Textauszug
+ + + + + + +

Im literaturdidaktischen Setting sollte die Narratologie sich daher in
besonderem Maße dem Leser verpflichtet sehen, so wie es schon »Franz
K. Stanzel (geb. 1924) gefordert hat, der seine Theorie des
Erzählens als "Dienerin der Literaturkritik und Interpretation"
verstanden hat und seine Begriffe in einer Erzähltheorie für Leser den
Rang von "discovery tools" gegeben hat,
die "den Leser zu Einsichten führen, die ihm ohne dieses theoretische
Rüstzeug [...] nicht zugänglich geworden wären" (zit. n.
ebd, S.30). Nicht anders sehen dies auch »Gérard
Genette (1930-2018) und »Mieke
Bal (geb. 1946), die "ihre Beiträge zur Erzähltheorie als
»Entdeckungshilfe« und »Werkzeug der Beschreibung« bzw. als »Mittel zur
Erläuterung und Klärung von Lektüreeindrücken« einstufen." (ebd,
S.30)
Vielleicht ist es eine für die Literaturdidaktik durchaus brauchbare
Idee, wenn Vogt
(2011, S.10) vorschlägt zwischen den Begriffen Erzähltextanalyse und
Erzähltheorie wie folgt zu unterscheiden.
-
Erzähltextanalyse steht dann
für die Analyse von Texten im Dienst der Interpretation.
-
Erzähltheorie für die Analyse des
Erzählens mit seinen Strukturen, wobei der Text nur als Beispiel
dient.

+ + + + + + +

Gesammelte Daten
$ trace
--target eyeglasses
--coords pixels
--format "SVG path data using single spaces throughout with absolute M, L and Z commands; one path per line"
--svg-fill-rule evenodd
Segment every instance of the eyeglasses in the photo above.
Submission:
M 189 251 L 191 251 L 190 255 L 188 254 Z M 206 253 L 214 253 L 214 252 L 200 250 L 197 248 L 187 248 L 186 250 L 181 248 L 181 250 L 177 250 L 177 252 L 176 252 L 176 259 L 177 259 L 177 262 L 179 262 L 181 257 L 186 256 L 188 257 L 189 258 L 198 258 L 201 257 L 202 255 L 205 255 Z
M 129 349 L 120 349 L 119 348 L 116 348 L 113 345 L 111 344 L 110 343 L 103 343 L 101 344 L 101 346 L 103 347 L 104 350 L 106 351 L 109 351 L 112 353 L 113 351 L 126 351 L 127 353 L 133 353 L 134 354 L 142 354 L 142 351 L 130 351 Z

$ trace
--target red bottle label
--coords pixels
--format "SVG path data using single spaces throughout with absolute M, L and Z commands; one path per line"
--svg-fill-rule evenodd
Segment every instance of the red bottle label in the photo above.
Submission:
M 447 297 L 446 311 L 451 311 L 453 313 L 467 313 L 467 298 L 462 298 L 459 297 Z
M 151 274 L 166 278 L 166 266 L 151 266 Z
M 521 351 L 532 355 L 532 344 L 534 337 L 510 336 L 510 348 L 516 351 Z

+ + + + + + +

Aufgaben
a. Gib sämtliche Zeilen der Einträge als Markdown-Tabelle mit den Spalten „Nr.“ und „Zeile“ wieder. Leerzeilen entfallen dabei.
b. Führe den Textauszug über die Narratologie in der Literaturdidaktik im Anschluss an seinen letzten Satz fort.
Der Textauszug und die Einträge stehen in keinem Zusammenhang miteinander.

Erwartete Lösungen
a.
| Nr. | Zeile |
|---|---|
| 1 | $ trace |
| 2 | --target eyeglasses |
| 3 | --coords pixels |
| 4 | --format "SVG path data using single spaces throughout with absolute M, L and Z commands; one path per line" |
| 5 | --svg-fill-rule evenodd |
| 6 | Segment every instance of the eyeglasses in the photo above. |
| 7 | Submission: |
| 8 | M 189 251 L 191 251 L 190 255 L 188 254 Z M 206 253 L 214 253 L 214 252 L 200 250 L 197 248 L 187 248 L 186 250 L 181 248 L 181 250 L 177 250 L 177 252 L 176 252 L 176 259 L 177 259 L 177 262 L 179 262 L 181 257 L 186 256 L 188 257 L 189 258 L 198 258 L 201 257 L 202 255 L 205 255 Z |
| 9 | M 129 349 L 120 349 L 119 348 L 116 348 L 113 345 L 111 344 L 110 343 L 103 343 L 101 344 L 101 346 L 103 347 L 104 350 L 106 351 L 109 351 L 112 353 L 113 351 L 126 351 L 127 353 L 133 353 L 134 354 L 142 354 L 142 351 L 130 351 Z |
| 10 | $ trace |
| 11 | --target red bottle label |
| 12 | --coords pixels |
| 13 | --format "SVG path data using single spaces throughout with absolute M, L and Z commands; one path per line" |
| 14 | --svg-fill-rule evenodd |
| 15 | Segment every instance of the red bottle label in the photo above. |
| 16 | Submission: |
| 17 | M 447 297 L 446 311 L 451 311 L 453 313 L 467 313 L 467 298 L 462 298 L 459 297 Z |
| 18 | M 151 274 L 166 278 L 166 266 L 151 266 Z |
| 19 | M 521 351 L 532 355 L 532 344 L 534 337 L 510 336 L 510 348 L 516 351 Z |

b.
In diesem Verständnis bliebt die Erzähltheorie "ein begrifflicher
Werkzeugkasten, durch dessen Nutzung sich zwar nicht zu einer
umfassenden Erschließung von Erzählungen gelangen lässt, wohl aber
zu Textbeobachtungen und Strukturbestimmungen, die zu einer solchen
Erschließung in unterschiedlicher Weise beizutragen vermögen: Sie
können etwa dazu dienen, Interpretationen einzelner Erzählungen
anzuregen, abzusichern oder in Frage zu stellen, sie können aber
auch helfen, Muster in umfangreicheren Textkorpora und
literaturgeschichtlichen Entwicklungsprozessen zu erkennen oder
Wirkungen und Wirkungspotenziale von Texten bzw. Textstrukturen zu
erläutern." (Köppe/Kindt
2014, S.28f.
Schulische Erzähltextanalyse umfasst auch weitere
Gesichtspunkte
Die schulische Erzähltextanalyse ist nicht auf den
narratologischen Gegenstand der Analyse beschränkt, sondern steht
meistens im Zusammenhang mit der Interpretation erzählender Texte.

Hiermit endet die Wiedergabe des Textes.